Start of DATASET
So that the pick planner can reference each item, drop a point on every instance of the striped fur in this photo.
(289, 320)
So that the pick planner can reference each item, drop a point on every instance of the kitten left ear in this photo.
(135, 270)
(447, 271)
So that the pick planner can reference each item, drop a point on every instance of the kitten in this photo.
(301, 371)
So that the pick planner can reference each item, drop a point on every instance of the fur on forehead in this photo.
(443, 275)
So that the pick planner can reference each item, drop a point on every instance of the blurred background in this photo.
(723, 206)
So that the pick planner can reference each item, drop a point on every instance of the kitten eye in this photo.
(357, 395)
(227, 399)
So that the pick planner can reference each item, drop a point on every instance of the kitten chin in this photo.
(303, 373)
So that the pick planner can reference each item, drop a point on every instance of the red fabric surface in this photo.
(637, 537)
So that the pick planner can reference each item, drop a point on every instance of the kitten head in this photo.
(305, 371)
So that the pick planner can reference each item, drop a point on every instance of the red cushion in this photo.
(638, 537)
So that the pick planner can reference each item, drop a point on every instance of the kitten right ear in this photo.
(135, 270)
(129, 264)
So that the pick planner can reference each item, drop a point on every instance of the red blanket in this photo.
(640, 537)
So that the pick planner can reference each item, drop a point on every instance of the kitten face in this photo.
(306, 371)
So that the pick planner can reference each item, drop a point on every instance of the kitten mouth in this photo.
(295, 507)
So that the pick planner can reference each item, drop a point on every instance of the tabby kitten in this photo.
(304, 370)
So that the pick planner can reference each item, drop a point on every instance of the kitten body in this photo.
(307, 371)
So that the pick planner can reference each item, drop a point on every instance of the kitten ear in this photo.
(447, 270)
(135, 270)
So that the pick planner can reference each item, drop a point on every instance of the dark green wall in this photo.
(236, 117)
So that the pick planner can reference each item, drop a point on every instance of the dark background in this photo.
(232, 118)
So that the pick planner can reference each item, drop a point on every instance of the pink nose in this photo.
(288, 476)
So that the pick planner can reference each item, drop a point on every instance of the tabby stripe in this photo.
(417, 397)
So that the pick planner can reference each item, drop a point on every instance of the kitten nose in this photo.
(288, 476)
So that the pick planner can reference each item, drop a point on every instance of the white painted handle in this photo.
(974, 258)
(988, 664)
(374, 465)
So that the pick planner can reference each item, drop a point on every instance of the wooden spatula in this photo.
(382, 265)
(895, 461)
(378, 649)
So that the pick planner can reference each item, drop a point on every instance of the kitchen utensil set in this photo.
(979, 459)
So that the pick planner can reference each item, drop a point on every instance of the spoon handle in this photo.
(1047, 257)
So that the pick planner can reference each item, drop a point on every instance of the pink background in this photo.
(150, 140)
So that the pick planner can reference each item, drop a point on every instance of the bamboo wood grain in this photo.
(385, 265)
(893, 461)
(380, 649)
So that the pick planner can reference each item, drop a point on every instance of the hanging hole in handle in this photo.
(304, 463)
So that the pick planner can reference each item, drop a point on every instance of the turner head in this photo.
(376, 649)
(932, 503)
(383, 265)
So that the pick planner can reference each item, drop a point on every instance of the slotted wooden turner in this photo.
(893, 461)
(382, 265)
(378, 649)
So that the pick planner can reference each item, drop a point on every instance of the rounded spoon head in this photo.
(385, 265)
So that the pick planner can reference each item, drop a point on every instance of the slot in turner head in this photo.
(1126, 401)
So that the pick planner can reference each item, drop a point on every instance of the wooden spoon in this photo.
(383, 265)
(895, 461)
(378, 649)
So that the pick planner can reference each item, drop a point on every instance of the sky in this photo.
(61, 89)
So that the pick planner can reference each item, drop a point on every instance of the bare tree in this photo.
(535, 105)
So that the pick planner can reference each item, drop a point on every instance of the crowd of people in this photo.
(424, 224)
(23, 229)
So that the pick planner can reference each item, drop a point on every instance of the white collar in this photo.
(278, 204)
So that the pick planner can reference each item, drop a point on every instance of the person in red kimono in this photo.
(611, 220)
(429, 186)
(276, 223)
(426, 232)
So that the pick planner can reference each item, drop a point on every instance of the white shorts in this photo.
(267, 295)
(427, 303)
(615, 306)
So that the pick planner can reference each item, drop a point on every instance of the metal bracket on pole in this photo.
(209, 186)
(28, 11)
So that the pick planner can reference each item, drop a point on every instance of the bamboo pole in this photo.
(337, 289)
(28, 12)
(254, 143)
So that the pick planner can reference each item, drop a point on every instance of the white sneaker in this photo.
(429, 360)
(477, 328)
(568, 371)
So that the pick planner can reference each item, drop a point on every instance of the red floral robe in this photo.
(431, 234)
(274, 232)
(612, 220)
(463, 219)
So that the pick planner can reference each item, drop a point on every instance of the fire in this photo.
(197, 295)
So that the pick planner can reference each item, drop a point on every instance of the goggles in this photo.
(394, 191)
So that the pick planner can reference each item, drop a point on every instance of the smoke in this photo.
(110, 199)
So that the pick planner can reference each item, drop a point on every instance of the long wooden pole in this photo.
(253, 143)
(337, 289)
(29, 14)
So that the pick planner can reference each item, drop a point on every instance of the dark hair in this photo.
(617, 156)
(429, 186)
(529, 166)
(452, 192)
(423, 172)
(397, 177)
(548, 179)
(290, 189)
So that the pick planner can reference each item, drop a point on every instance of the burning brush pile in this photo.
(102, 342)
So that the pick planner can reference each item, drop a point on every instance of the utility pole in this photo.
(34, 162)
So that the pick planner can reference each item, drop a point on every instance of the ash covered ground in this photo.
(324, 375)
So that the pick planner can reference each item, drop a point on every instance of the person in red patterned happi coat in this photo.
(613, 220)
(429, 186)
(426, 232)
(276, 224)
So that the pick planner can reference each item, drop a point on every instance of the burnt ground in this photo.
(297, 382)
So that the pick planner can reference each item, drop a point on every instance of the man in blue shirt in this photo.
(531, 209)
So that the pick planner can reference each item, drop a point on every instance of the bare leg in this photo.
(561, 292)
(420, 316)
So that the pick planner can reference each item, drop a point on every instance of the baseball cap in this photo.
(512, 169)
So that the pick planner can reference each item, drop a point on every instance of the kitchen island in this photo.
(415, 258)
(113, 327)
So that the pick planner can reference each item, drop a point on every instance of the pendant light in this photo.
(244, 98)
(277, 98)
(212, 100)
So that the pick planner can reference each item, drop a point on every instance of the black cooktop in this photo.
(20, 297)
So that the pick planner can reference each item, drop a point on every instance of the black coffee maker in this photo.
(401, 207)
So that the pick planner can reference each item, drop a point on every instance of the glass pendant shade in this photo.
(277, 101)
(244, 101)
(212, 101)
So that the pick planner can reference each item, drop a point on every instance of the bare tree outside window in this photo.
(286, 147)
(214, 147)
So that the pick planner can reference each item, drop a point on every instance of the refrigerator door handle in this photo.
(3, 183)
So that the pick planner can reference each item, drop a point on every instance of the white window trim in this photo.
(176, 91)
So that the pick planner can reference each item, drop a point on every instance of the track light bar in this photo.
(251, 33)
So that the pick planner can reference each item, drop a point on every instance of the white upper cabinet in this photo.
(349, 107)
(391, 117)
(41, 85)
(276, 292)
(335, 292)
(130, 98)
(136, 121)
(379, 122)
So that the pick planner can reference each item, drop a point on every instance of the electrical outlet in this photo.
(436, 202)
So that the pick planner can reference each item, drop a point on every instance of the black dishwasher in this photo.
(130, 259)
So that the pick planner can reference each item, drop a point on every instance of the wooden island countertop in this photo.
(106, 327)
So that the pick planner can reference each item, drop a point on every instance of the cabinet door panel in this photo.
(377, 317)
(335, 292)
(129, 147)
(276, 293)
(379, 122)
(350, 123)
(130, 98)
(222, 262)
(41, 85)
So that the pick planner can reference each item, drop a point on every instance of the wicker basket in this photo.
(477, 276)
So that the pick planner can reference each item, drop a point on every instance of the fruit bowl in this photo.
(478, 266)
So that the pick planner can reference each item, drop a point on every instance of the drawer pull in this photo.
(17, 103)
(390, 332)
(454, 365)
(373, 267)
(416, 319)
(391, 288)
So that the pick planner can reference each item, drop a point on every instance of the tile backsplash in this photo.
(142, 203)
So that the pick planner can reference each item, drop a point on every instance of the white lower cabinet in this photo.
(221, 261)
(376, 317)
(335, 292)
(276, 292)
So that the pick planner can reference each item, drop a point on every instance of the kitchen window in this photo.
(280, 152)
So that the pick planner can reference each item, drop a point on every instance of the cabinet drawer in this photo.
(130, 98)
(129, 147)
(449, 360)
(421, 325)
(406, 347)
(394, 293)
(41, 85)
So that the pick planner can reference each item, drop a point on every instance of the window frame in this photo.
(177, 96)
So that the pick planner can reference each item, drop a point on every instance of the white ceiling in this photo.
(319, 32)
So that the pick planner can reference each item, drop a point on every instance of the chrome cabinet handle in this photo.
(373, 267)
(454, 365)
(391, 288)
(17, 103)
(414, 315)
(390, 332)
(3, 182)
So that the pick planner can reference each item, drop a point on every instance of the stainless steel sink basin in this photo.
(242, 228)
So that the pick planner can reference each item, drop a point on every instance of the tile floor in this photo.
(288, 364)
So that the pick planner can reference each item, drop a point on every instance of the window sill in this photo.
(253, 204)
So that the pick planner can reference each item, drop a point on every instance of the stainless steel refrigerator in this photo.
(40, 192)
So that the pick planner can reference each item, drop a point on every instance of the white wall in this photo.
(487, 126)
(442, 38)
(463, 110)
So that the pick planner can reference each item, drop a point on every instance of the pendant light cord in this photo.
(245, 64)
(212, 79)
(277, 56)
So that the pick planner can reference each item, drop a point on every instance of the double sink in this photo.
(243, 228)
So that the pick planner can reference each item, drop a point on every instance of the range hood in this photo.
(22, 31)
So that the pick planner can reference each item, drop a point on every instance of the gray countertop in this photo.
End of DATASET
**GIVEN INSTRUCTION**
Render the rows from the line containing "sink in this photo." through the end of the rows as a numbered list, both ends included and blank lines omitted.

**RESULT**
1. So that the pick planner can reference each item, drop a point on every instance of the double sink in this photo.
2. (243, 228)
3. So that the pick planner can reference each item, drop a point on every instance of the range hood in this photo.
4. (22, 31)
5. So that the pick planner can reference each item, drop a point on every instance of the gray countertop in this photo.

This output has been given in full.